Image point annotation entries:
■ ■ ■ ■

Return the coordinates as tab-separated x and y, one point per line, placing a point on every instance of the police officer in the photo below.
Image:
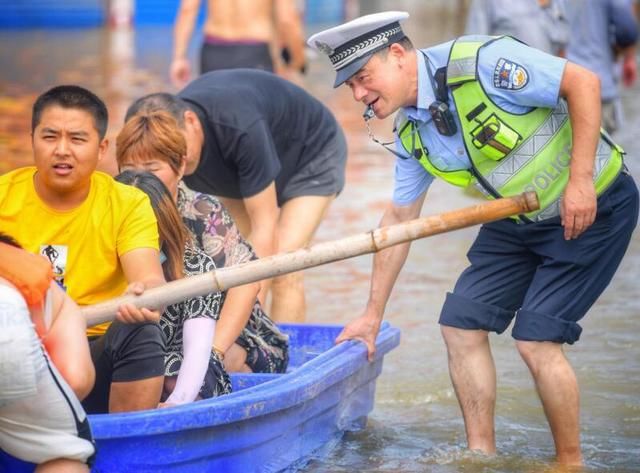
498	115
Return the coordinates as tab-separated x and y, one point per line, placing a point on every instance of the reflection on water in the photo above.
416	424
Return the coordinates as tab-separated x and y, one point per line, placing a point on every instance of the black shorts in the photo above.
126	352
233	56
323	175
532	273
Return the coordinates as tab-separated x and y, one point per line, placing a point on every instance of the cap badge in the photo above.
325	48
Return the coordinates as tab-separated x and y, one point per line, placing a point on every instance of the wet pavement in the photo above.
416	425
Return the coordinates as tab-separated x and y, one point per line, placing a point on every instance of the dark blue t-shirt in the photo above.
258	128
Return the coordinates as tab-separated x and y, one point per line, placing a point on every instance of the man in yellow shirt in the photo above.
100	236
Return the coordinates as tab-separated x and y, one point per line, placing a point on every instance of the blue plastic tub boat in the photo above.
269	423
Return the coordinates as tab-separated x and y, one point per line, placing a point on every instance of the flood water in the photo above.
416	425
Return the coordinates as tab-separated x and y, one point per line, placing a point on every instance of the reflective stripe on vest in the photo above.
511	153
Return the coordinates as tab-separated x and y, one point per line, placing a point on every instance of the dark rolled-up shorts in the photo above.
219	54
324	175
530	272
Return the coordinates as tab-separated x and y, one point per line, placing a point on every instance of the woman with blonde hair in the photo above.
192	369
245	338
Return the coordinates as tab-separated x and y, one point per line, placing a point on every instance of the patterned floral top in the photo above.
173	318
216	233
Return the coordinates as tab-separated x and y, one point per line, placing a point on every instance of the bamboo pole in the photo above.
322	253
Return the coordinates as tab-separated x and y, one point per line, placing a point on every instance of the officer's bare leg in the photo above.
558	390
473	374
299	220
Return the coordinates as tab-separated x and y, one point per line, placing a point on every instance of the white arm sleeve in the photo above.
196	347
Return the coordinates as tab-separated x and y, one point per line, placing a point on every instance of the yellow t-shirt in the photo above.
83	244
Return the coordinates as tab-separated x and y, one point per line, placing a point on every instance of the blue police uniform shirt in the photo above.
541	89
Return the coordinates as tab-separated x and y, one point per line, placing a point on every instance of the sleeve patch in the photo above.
509	75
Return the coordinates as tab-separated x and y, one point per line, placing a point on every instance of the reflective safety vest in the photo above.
510	153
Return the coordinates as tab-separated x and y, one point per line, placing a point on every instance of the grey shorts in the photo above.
40	417
323	175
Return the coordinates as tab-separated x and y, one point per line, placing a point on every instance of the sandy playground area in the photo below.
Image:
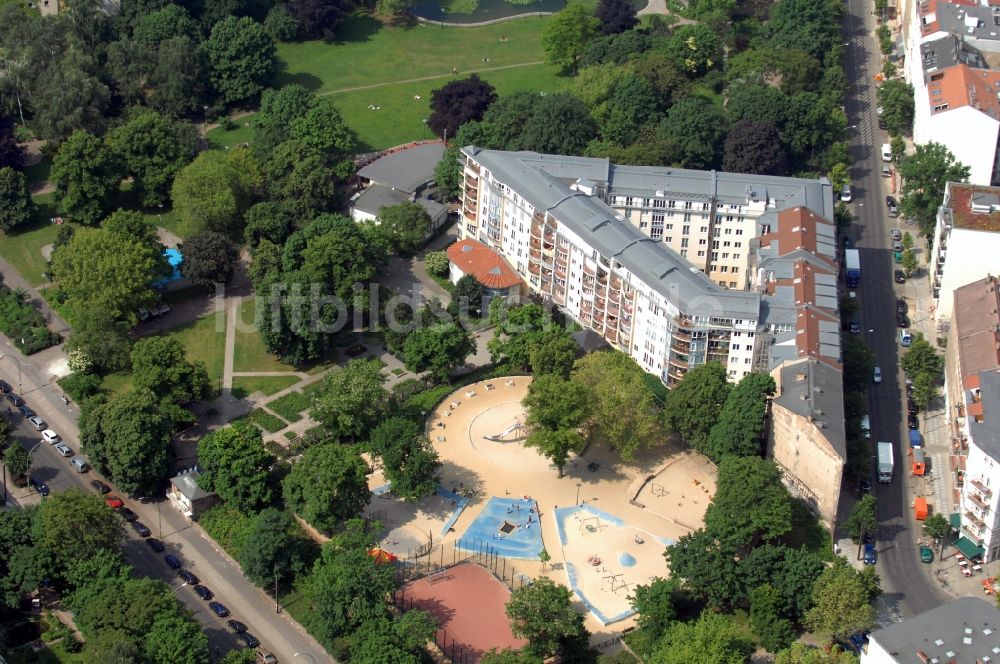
478	433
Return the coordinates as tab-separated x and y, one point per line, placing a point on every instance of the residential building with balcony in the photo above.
966	235
547	216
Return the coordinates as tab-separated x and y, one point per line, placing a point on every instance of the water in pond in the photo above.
489	10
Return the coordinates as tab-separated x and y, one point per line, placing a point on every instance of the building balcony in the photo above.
981	488
978	501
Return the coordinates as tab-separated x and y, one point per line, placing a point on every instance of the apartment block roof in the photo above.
814	390
486	265
977	325
724	188
407	169
983	414
973	207
656	265
964	630
961	85
948	51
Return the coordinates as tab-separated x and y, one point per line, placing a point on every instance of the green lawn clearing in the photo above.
22	248
244	386
401	115
250	354
368	53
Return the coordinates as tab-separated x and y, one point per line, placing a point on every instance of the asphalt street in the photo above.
907	589
248	604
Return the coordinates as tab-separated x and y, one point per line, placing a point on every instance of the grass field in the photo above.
379	55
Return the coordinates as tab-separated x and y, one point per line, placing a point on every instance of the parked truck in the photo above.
852	265
884	462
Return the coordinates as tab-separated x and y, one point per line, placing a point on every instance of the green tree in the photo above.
15	202
406	226
439	349
327	485
741	422
924	175
276	547
841	605
210	258
348	586
750	504
242	58
695	404
896	100
235	465
566	36
128	438
556	444
712	638
100	270
154	149
767	617
621	406
160	365
17	461
863	518
73	525
86	174
543	613
351	399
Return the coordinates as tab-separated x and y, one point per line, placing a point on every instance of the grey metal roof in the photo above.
408	169
986	434
814	389
376	197
656	265
964	630
949	51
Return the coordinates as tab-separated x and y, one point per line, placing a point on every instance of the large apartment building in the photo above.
591	237
966	234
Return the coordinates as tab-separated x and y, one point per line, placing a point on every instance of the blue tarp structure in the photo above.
175	259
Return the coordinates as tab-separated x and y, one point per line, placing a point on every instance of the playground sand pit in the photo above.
606	559
681	490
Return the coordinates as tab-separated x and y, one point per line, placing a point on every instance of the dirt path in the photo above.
430	78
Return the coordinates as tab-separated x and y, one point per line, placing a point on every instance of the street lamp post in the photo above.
18	363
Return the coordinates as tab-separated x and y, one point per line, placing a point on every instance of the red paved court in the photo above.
468	602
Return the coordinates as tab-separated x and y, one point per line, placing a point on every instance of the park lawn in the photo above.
368	53
221	138
23	247
401	116
250	354
244	386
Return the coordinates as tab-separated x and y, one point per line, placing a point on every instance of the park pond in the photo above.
477	11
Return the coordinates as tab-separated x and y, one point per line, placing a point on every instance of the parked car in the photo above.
38	485
219	608
236	626
188	576
140	529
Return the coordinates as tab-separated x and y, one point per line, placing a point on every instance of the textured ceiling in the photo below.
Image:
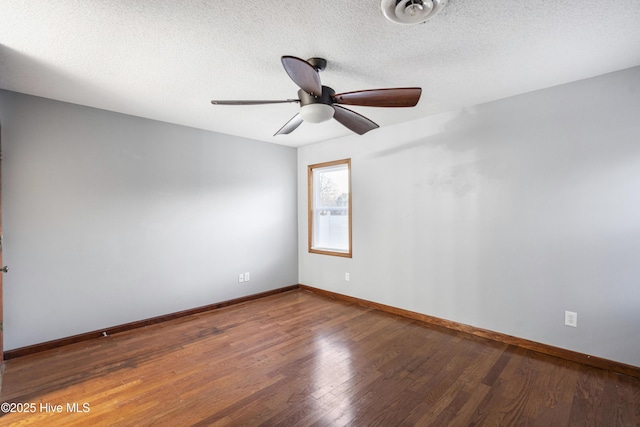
166	59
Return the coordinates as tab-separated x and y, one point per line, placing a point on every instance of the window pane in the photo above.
330	220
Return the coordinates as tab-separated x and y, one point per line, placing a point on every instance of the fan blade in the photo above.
290	126
354	121
393	97
250	102
303	74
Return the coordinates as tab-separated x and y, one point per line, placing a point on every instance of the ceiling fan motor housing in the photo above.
316	109
409	12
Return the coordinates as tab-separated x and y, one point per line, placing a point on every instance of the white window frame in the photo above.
311	213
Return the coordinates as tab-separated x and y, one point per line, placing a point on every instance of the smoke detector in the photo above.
409	12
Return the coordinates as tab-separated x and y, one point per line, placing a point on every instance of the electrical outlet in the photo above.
571	319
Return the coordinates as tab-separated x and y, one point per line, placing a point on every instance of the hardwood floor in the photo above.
300	359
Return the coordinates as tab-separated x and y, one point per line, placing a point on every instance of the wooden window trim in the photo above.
310	169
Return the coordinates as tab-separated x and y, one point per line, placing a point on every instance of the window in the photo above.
330	208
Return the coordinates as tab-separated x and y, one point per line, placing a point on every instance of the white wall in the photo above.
501	216
110	218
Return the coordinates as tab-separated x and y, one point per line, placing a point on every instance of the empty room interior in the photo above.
382	212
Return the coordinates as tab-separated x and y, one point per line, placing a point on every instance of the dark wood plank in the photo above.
301	359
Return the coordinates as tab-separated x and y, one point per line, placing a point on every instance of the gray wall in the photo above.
110	218
501	216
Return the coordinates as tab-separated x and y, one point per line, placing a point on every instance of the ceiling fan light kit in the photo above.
409	12
320	103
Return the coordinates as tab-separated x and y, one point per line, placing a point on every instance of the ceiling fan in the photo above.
320	103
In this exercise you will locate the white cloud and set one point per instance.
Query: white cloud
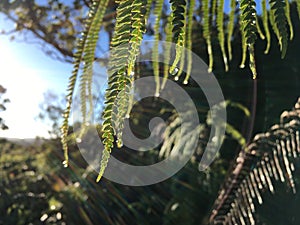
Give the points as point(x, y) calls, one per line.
point(25, 89)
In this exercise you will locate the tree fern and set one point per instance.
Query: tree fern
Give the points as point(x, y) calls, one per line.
point(230, 27)
point(268, 158)
point(189, 39)
point(220, 24)
point(265, 24)
point(288, 17)
point(155, 53)
point(206, 33)
point(298, 7)
point(85, 53)
point(279, 23)
point(130, 26)
point(178, 23)
point(249, 29)
point(167, 50)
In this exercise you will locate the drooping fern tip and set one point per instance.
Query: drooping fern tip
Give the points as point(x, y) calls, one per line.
point(132, 18)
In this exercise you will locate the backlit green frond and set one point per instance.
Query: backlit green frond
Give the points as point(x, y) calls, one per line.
point(189, 39)
point(85, 53)
point(298, 7)
point(155, 54)
point(230, 27)
point(279, 21)
point(117, 69)
point(249, 29)
point(288, 17)
point(265, 24)
point(220, 22)
point(167, 50)
point(259, 30)
point(178, 23)
point(206, 33)
point(125, 44)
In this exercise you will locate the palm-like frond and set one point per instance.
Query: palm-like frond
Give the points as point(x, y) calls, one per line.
point(130, 24)
point(85, 53)
point(268, 158)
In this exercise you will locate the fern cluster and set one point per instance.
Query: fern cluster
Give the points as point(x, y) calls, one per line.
point(268, 158)
point(130, 25)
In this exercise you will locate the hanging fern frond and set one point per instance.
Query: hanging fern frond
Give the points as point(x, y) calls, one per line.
point(206, 33)
point(249, 29)
point(279, 21)
point(230, 27)
point(167, 51)
point(155, 53)
point(298, 7)
point(129, 29)
point(259, 30)
point(179, 34)
point(288, 17)
point(266, 25)
point(85, 53)
point(220, 24)
point(189, 40)
point(268, 158)
point(117, 69)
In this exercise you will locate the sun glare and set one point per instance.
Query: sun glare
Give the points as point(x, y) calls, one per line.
point(25, 90)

■ ■ ■ ■

◆ EXERCISE INSTRUCTIONS ◆
Copy out the part of the records that opens with the line containing "housing in the photo above." and closes with the line containing "point(25, 89)", renaming every "ceiling fan" to "overhead fan" and keeping all else the same. Leave the pictures out.

◆ OUTPUT OF THE EXERCISE ◆
Return the coordinates as tab-separated x and y, one point per line, placing a point on every instance of the overhead fan motor housing in the photo above.
316	109
409	12
Return the coordinates as tab-separated x and y, one point per line, placing a point on every instance of the white window frame in the photo above.
311	213
Return the coordinates as tab-separated x and y, one point per line, placing a point on every instance of the smoke detector in the photo above.
409	12
Return the coordinates as tab-separated x and y, one point per line, placing a point on every instance of the electrical outlet in the photo above.
571	319
Return the coordinates as tab-separated x and y, one point per line, placing a point on every instance of the hardwood floor in the photo above.
300	359
Return the coordinates as tab-separated x and y, one point per line, placing a point on every instance of the wooden window trim in the photo above.
310	169
Return the coordinates as tab-separated x and y, one point per line, placing a point on every instance of the window in the photo above.
330	208
Return the coordinates as tab-separated x and y, one point per line, placing a point on every instance of the white wall in the photo above.
501	216
110	218
Return the coordinates as tab-separated x and y, one point per line, placing a point on every instance of the empty room interior in the photo above.
382	212
Return the coordinates as tab-separated x and y, one point per line, placing a point on every instance of the dark wood plank in the photo above.
301	359
Return the coordinates as tab-separated x and y, one point per line, placing a point on every instance of the gray wall in the photo above.
110	218
501	216
Return the coordinates as tab-separated x and y, one point per line, placing a point on every instance of the overhead fan light kit in the photo above.
409	12
320	103
Return the coordinates as tab-separated x and y, one point per line, placing a point on every instance of the overhead fan in the photo above.
320	103
In this exercise you will locate the white cloud and set one point per instance.
Query: white cloud
Give the points as point(x, y) calls, one per line.
point(25, 89)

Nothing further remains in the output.